══ Extrait choisi ══

DANSE – Si le titre évoquait plutôt un rendez-vous chez le dentiste, c’est bien au Théâtre National de Bruxelles que le rendez-vous est donné. A l’occasion de la première de Canine Jaunâtre 3, le Ballet de l’opéra de Lyon sous la direction de Marlene Monteiro Freitas, livre une performance subversive et sans anesthésie.
Le spectacle, créée en 2018 à l’invitation d’Ohad Naharin et co-réalisé par la Monnaie, Charleroi Danse et le Théâtre National Wallonie-Bruxelles peut se targuer de décaper (ou détartrer) son public, rassemblé au grand complet. À mi-chemin des sketchs géniaux de Kasō taishō, d’une assemblée de robot et des grimaces du butō japonais, les danseurs/comiques peuplent la scène typique d’une salle de sport. Lignes au sol, affichage des scores, bordures de ring, tapis gris, le cabinet de dentiste rencontre la salle de gym : entre soin et souffrance.
» C’est beau comme un sourire avec une dent moche «
Marlene Monteiro Freitas
Mens Sana in Corpore Sano ?
Le nombre de dents d’un adulte est généralement compris entre 28 et 32. Si vous en faites retirer quelques-unes, des molaires ou des canines un peu trop jaunissantes, vous obtenez le nombre de danseurs présents sur scène : 25. Vingt-cinq corps ou coéquipiers, répondant tous au même chiffre 3. Peuplant la scène aux tendances hygiénistes, les danseurs vêtus d’une tenue de foot en velours noir s’associent et forment des grammaires de gestes d’une quinzaine de secondes. Rappelant la consommation boulimique des danses Tik Tok parfois absurdes que certains d’entre nous apprécient quotidiennement, le petit geste simple en apparence rejoint le mouvement de la chorégraphie grand format.

═══
══ Liste des entrées ══

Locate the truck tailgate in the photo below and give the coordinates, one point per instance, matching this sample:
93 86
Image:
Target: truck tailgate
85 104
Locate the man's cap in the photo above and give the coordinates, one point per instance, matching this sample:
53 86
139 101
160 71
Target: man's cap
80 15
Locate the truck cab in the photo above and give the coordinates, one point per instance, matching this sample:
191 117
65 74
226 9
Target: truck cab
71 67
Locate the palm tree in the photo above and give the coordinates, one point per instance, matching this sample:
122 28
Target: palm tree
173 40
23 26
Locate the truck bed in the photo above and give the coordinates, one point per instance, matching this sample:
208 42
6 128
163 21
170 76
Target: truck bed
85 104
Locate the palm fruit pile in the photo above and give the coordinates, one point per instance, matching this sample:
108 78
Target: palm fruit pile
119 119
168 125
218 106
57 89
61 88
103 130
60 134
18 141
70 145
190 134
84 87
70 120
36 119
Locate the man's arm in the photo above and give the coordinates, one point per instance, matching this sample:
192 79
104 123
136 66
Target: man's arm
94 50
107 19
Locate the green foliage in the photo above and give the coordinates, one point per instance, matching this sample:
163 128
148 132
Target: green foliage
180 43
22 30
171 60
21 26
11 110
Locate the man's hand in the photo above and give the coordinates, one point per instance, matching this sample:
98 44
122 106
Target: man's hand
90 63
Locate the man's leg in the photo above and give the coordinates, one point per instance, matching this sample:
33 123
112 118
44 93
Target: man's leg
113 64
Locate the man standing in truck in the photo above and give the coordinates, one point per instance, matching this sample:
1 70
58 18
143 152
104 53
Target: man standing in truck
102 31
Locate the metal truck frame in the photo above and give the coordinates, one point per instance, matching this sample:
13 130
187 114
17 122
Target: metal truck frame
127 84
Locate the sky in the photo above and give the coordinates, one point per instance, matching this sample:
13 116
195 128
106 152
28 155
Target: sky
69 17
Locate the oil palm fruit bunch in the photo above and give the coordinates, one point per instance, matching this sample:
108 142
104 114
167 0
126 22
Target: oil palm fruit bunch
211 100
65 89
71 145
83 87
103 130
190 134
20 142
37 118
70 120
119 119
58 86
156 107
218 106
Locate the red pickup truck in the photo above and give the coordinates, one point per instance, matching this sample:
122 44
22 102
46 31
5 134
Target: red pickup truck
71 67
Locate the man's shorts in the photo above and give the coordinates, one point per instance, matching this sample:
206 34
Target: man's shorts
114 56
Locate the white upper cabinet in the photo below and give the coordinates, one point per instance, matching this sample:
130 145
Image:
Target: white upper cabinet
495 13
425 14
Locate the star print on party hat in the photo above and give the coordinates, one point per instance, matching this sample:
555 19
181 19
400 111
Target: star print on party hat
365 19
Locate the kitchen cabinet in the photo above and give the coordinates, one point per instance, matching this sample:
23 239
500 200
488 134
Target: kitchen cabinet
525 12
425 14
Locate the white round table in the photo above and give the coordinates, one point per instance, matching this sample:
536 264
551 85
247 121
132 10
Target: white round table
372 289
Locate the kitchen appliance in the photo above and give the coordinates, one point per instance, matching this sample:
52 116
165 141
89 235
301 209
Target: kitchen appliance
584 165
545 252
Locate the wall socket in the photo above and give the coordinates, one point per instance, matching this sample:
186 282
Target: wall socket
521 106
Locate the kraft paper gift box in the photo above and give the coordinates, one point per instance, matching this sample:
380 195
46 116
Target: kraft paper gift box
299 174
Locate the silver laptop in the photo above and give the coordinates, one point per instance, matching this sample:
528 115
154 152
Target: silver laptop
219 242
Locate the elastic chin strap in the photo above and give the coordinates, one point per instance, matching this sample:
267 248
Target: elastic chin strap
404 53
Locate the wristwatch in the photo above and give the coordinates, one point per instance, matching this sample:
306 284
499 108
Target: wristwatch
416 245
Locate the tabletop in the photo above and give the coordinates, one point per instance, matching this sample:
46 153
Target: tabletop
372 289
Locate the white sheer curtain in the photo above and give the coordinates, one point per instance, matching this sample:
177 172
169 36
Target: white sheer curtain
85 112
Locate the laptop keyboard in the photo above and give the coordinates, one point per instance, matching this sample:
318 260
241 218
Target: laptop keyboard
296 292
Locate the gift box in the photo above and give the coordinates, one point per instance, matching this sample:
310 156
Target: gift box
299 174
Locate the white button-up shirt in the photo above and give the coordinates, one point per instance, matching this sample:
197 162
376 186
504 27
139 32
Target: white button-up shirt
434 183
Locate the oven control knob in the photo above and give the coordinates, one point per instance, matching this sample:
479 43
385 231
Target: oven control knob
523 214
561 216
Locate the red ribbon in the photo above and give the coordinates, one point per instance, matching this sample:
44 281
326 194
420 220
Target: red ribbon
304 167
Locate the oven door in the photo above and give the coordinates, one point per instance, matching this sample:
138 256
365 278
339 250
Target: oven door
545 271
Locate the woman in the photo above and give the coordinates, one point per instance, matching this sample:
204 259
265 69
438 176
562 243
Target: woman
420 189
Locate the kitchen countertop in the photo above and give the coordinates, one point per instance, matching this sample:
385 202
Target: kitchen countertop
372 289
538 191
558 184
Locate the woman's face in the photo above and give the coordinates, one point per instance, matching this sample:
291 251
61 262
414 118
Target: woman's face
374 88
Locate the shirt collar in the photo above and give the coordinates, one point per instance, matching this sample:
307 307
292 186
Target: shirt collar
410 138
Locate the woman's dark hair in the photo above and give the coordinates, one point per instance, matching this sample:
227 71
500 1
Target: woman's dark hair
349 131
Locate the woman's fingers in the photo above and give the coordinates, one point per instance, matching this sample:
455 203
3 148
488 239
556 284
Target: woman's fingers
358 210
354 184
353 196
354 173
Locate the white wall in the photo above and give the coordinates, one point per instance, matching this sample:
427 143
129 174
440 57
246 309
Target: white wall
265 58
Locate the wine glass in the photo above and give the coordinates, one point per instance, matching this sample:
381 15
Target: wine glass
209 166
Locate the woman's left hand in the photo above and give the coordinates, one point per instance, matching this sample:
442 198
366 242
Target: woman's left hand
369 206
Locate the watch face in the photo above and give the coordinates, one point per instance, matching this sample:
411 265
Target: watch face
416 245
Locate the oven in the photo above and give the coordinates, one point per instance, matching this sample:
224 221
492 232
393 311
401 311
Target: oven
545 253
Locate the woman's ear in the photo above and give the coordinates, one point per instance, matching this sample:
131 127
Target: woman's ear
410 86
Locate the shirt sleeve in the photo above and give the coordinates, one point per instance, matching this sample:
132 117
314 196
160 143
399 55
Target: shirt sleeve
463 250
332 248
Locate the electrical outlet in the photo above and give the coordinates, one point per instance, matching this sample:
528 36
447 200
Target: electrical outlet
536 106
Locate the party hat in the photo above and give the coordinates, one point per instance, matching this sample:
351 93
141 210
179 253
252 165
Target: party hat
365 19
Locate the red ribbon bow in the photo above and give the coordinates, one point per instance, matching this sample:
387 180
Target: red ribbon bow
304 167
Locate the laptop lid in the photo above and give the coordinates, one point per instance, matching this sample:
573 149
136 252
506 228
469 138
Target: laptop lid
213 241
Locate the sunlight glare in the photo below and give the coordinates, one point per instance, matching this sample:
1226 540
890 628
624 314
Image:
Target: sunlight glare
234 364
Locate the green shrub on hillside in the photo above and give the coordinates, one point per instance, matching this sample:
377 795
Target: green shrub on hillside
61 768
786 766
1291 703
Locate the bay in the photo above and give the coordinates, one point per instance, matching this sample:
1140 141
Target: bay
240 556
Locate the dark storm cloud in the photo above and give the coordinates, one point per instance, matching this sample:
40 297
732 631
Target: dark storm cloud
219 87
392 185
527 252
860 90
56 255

═══

**Votre objectif:** Rédigez la suite de la critique de Canine Jaunâtre 3 en reprenant juste après sa dernière phrase. Les entrées proviennent d'une autre source.

**Réponse:**
Robotiques et répétitifs, les yeux écarquillés, les danseurs s’automatisent. Humain imitant les robots ou robots imitant l’humain ? La situation, dans son étrangeté, rappelle le fameux phénomène développé par le roboticien japonais Masahiro Mori, l’Uncanney Valley. Publiée pour la première fois en 1970, cette théorie observe que plus un robot androïde est similaire à un être humain, plus ses imperfections nous paraissent monstrueuses. Le futur de la danse est-t-il là ? Paierons-nous des entrées pour des spectacles d’animatroniques implémentés par l’IA, prêts à nous offrir des chorégraphies parfaites ?
No pain, no gain
Marlene Monteiro Freitas compare souvent la danse au sport, associant le dépassement de soi à la technique du mouvement de groupe. Evoquant l’acquisition des gestes du quotidien à travers un vocabulaire de formes compilées par les danseurs, la notion d’équipe et de compétition vient troubler le geste d’ensemble. Loin de la danse classique et de ses multiples règles, le foisonnement du vocabulaire de forme est ici la clé : diviser pour mieux régner, brouiller pour mieux créer. La scène ne contient aucune frontière, la maitrise des mouvements et leur cadence s’impose en réussite, unique règle du grand chaos.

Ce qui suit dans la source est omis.